> [Complete the following]
[A] In the excerpt about the lead-up to the Iraq War, what word did Paul Wolfowitz use to dismiss General Shinseki's troop estimate?
[B] Carry on with the excerpt about the lead-up to the Iraq War, starting after its final sentence.

> [Excerpt to read]
Ten years ago, President George W. Bush and top officials in his administration assured Americans that Saddam Hussein had weapons of mass destruction, and that a U.S. invasion of Iraq was justified and wouldn't be that difficult.
"Intelligence gathered by this and other governments leaves no doubt that the Iraq regime continues to possess and conceal some of the most lethal weapons ever devised," Bush said on the eve of the invasion.
The day before, Vice President Dick Cheney predicted American troops would "be greeted as liberators." Asked by Tim Russert of NBC if the administration was prepared "for a long, costly and bloody battle with significant American casualties," Cheney dismissed that possibility.
When the Army chief of staff, General Eric Shinseki, in congressional testimony, said "it would take on the order of several hundred thousand troops" to occupy Iraq, Deputy Defense Secretary Paul Wolfowitz, an architect of the war, dismissed the assertion as "outlandish." Shinseki was soon shown the door by the administration.

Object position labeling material
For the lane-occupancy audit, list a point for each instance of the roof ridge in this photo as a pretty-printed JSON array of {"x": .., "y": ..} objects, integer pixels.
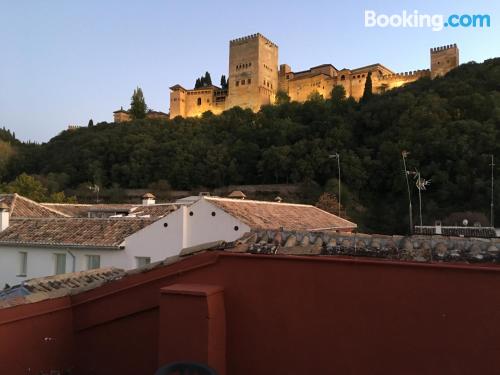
[
  {"x": 256, "y": 201},
  {"x": 38, "y": 204}
]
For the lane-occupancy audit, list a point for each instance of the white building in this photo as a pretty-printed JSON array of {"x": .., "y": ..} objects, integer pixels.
[{"x": 36, "y": 247}]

> [Task responses]
[A] "Outlandish."

[B]
Wolfowitz later acknowledged that weapons of mass destruction were simply the easiest rationale to justify a war. "For bureaucratic reasons, we settled on one issue," he said.
It was a long and costly war with significant casualties and no weapons of mass destruction were found.
Four years ago Barack Obama, while not as severely off as his predecessor, made Afghanistan seem easier than it has proven to be. "I will make the fight against al-Qaeda and the Taliban the top priority it should be," he said. "This is a war that we have to win."
The Obama administration has decimated al-Qaeda and killed its leader, Osama bin Laden, but few say the war has been won. And Afghanistan has not produced a victory against the Taliban as the president prepares for a gradual withdrawal within two years.